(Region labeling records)
____

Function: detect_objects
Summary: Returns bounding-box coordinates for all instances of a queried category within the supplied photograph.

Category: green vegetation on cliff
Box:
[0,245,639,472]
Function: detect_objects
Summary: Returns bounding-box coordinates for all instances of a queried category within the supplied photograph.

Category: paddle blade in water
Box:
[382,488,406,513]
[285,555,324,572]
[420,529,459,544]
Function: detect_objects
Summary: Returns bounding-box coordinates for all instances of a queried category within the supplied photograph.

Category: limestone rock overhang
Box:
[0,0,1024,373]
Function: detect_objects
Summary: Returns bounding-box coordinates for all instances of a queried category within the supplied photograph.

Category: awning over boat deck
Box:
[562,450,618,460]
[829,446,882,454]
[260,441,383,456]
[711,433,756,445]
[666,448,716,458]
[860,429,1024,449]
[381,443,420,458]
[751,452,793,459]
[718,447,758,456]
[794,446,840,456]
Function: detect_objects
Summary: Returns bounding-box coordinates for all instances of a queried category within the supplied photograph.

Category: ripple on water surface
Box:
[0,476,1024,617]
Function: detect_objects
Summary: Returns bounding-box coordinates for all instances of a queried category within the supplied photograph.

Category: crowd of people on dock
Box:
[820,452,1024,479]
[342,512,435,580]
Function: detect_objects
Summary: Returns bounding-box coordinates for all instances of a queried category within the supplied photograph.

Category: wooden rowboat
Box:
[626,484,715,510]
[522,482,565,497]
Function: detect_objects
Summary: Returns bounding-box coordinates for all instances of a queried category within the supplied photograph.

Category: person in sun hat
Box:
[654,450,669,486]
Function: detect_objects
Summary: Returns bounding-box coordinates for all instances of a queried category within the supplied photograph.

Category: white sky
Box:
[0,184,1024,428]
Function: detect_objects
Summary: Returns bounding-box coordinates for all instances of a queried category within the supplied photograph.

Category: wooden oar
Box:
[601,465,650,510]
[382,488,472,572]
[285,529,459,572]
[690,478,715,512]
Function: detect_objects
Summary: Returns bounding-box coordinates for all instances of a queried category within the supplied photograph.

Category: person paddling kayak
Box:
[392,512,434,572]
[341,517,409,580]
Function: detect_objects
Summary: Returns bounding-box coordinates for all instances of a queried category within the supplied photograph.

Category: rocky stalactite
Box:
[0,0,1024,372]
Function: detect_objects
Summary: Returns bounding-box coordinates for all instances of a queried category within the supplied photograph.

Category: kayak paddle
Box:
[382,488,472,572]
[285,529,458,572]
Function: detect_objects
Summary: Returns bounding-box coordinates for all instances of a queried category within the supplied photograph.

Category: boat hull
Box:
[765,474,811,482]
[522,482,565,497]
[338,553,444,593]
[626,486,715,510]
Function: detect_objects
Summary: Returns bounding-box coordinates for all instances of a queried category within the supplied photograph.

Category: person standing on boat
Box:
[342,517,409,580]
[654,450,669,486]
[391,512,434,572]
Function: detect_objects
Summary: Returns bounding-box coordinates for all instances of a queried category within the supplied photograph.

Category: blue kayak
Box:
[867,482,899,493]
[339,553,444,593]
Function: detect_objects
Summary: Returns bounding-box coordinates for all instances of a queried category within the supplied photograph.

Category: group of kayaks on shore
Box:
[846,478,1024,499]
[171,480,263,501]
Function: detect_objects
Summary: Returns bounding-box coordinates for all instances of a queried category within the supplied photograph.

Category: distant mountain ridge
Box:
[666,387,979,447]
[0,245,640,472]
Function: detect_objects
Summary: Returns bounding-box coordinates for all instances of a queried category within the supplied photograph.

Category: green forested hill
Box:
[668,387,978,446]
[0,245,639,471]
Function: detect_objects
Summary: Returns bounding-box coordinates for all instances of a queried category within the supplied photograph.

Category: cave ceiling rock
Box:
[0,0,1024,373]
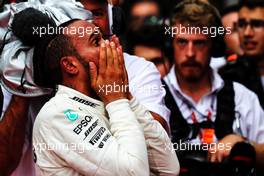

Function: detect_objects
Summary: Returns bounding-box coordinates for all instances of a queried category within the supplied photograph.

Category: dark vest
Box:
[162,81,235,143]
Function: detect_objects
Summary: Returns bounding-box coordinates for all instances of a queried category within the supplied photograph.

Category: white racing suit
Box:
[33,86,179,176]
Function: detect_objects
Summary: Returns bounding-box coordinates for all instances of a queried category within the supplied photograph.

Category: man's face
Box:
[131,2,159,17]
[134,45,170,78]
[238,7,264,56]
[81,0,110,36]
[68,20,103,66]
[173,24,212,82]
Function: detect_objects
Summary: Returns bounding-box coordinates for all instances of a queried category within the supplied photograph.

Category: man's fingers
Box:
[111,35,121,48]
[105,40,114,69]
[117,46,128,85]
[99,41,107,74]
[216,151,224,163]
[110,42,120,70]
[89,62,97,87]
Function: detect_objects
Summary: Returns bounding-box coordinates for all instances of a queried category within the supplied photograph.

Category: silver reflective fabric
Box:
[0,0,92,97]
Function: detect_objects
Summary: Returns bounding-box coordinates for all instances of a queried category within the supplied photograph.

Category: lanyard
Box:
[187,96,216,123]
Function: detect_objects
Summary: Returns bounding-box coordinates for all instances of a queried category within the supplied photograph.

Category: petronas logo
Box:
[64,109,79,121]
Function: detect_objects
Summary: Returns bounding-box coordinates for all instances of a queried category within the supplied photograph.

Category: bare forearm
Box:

____

WHAT YOU NEED TO DO = Reproduce the listing above, requests included, starting at its first line and stopping after the line that contains "[0,476,1024,617]". Multiply every bounding-box coordinate in the answers by 1.35 and round each result to a whole number, rounding halves up, while leaving every other line unchanged.

OUTPUT BELOW =
Function: detect_objects
Summary: Returns bounding-box coordinates for all instances of a queried category within the supplied photograph.

Category: green vegetation on cliff
Box:
[0,331,863,637]
Function: detect_objects
Summary: Returns bounding-box coordinates for all instances of a queried category within the supplied photograph.

Category: paddle blade in water
Box:
[516,659,548,693]
[385,749,437,772]
[567,714,620,734]
Function: detect_objects
Summary: Returns bounding-box coordinates for all instances of a queried category within the supplied photograph.

Category: limestone rock overhang
Box:
[0,0,1382,504]
Function: detect_objects
Summary: Returns bounding-box coordinates for all instances of a queried category within the supplied photograph.

Category: awning over boat deck
Box:
[759,608,834,621]
[1119,602,1191,613]
[351,595,517,616]
[960,585,1021,601]
[899,605,967,618]
[1161,579,1382,606]
[514,598,567,618]
[1014,610,1071,620]
[969,603,1023,616]
[1072,602,1134,616]
Function: detect_objects
Summary: Returns bounding-box coordinates for all instances of a queried category within the supplied photograph.

Category: ripple on water surface
Box:
[0,643,1382,833]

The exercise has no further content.